**Exercise requirements:**
A single number is the whole answer: the tally of lines in the data below that include the word "image".

**Information supplied:**
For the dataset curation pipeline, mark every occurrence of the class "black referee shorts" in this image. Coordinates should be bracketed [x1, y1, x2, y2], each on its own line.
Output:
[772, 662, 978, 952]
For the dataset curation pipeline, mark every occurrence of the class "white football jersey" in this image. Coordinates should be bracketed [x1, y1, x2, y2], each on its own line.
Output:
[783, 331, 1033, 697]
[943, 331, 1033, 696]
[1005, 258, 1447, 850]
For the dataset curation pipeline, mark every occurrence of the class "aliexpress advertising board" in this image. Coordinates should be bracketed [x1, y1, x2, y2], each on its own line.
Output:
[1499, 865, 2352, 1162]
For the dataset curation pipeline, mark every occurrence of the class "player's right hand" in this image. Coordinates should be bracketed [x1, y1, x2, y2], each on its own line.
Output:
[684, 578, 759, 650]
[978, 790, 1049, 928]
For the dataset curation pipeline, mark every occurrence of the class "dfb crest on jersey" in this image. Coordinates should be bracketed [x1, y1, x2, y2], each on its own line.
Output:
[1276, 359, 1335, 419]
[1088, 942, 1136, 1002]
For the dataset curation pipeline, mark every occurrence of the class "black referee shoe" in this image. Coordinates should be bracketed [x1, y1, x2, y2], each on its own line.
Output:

**Expected answer:**
6